Assignment: Write out the data exactly as given, dropping every picture.

Information:
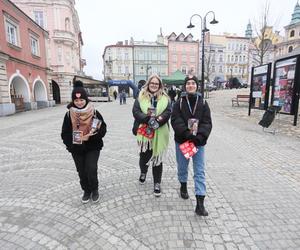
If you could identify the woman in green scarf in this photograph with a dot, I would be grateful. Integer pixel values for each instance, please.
(151, 111)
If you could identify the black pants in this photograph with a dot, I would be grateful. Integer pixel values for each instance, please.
(156, 170)
(87, 168)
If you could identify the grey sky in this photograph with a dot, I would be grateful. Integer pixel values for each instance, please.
(104, 22)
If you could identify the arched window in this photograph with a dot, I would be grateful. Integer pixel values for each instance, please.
(292, 34)
(67, 24)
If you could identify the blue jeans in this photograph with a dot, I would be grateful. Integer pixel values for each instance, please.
(198, 165)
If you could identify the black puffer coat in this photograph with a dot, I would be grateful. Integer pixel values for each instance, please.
(95, 142)
(181, 114)
(140, 117)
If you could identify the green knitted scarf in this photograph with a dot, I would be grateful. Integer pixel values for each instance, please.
(160, 141)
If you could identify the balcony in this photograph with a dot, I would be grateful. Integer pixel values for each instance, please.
(64, 36)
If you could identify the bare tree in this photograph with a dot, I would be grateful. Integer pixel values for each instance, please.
(208, 62)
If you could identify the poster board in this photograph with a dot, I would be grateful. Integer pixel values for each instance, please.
(259, 86)
(284, 84)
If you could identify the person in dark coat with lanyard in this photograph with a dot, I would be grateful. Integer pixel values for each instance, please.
(82, 132)
(191, 121)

Exercise result:
If you could identify the woman in green scarf in this photograph with a dot, I would be grateful. Integer pixel values for each instance, please.
(151, 111)
If you could identify the black pants in this photograph with a dot, I would be grateful. Integer pixel values for each instance, please.
(156, 170)
(87, 168)
If you could identify the grey sky in this photograph with a dot, I would be grateful. Integer pixel values for each instance, please.
(104, 22)
If you could identify the arched window in this photograph with a dot, I would be grateful. Integer pixel values for each instance, please.
(292, 34)
(67, 24)
If you could identify the blue jeans in this photograph with a dot, I would be grateful. Integer pixel values for each instance, please.
(198, 165)
If you could identify the black puffer coat in this photograph with a dot, I would be grateful. Integer pixel values for each instance, please.
(95, 142)
(181, 114)
(140, 117)
If you could identify the green knitted scarf in this photograph with a dot, I would be grateful. Integer pixel values for each instance, please.
(160, 141)
If you could identify the balcony in this photograph with a dot, I would be grateful. Integer pixel values for each instance, please.
(64, 36)
If you could identify the bare tree in this photograph with a dot, I would be grateful. Integer pixel values for each instance, please.
(208, 62)
If you could identify the poster board in this photograph with a dot, I would be grateful. Integer pixel values for each instance, please.
(259, 86)
(284, 84)
If you could identify the person in dark coat with lanyard in this photograph with a dot, I would be grateful. Integer pixel values for each instance, please.
(82, 132)
(191, 121)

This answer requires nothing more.